* Document segment *
▬▬▬

Sunday, January 06, 2013

Americans' Forever Blowing Bubbles, This Time It's Gassy

Is America caught in a shale fracking bubble?

An article from TruthDig.com claims it is and that it's set up the same way as the last one only with bundled gas leases replacing subprime mortgage-based derivatives and peddled to hapless investors by the usual suspects for wildly inflated values.

Although hydraulic fracturing (or fracking) is in the media’s hot seat, the prospect of a drilling bubble coupled with the underreported problem of methane leakage may be the most destructive qualities of natural gas in the United States.

From commissioning false field reports to flooding television with commercials, natural gas companies are convincing Americans that gas will save the U.S. market; it will not.

As time passes, data on natural gas production, which goes back only a few years, indicate that shale gas is an unreliable energy source. Reserves are declining up to 70 percent per year. Where corporate reports show that decline leveling off through the use of theoretical models, figures point to an unrelenting decline that predicts the reserves will dry up in a few years.

Financial backers such as Goldman Sachs and AIG are hurriedly funding the development of the natural gas sector to attract other investors before reality sets in. If they fail, the billions of dollars spent from 2006 to 2008 will have been wasted.

▬▬▬

* Record extracts *

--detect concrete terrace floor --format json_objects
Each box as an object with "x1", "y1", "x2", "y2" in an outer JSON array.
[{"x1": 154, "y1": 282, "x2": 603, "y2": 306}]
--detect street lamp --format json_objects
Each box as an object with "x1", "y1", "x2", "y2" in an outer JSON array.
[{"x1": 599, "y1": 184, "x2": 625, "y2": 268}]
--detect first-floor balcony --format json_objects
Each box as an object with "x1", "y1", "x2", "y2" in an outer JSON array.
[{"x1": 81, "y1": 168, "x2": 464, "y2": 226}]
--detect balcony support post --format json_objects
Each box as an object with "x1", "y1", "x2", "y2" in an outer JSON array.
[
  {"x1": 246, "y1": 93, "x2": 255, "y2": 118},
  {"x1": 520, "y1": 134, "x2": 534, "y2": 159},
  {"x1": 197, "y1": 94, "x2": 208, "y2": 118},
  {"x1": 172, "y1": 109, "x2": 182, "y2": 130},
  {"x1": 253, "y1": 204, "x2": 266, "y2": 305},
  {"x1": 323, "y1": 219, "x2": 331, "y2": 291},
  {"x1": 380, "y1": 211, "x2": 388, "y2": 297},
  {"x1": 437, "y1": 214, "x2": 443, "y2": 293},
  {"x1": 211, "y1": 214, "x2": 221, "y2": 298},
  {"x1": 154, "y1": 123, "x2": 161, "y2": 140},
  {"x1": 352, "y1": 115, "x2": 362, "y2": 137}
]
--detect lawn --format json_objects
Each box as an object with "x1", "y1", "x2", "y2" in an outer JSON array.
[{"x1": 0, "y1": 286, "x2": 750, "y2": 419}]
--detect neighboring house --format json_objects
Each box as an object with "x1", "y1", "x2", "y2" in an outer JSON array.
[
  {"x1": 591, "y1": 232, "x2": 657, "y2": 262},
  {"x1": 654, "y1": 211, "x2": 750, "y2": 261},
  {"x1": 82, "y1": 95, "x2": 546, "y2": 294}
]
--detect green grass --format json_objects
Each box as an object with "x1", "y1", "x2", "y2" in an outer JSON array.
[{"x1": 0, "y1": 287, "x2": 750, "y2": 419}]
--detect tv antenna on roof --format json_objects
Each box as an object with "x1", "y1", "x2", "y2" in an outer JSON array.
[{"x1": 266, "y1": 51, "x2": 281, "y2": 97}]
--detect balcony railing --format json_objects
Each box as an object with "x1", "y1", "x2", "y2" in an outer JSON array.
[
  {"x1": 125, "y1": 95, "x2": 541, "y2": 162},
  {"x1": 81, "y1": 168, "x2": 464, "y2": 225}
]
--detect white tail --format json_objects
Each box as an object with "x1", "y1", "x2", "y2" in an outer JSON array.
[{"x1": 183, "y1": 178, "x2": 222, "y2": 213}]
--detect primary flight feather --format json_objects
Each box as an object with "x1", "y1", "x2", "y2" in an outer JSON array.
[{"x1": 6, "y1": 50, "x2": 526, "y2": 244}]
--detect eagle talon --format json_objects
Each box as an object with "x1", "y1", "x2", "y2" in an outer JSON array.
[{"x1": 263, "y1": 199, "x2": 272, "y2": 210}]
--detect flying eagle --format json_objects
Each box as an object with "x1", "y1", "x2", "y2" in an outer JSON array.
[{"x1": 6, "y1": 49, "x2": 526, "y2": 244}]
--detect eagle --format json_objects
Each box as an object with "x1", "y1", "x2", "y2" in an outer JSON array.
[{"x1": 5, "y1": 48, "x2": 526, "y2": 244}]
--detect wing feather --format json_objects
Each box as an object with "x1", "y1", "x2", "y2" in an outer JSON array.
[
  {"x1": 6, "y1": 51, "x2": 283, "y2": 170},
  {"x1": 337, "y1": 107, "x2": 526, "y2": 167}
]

▬▬▬

* What this exercise asks *
a. In the post on a shale gas bubble, by how much per year are reserves said to be declining?
b. Swap "usual suspects" for "same players" in the post on a shale gas bubble, and write out the passage starting at "Americans' Forever Blowing" and ending at "wildly inflated values.".

* Full solutions *
a. Up to 70 percent per year.

b.
Americans' Forever Blowing Bubbles, This Time It's Gassy

Is America caught in a shale fracking bubble?

An article from TruthDig.com claims it is and that it's set up the same way as the last one only with bundled gas leases replacing subprime mortgage-based derivatives and peddled to hapless investors by the same players for wildly inflated values.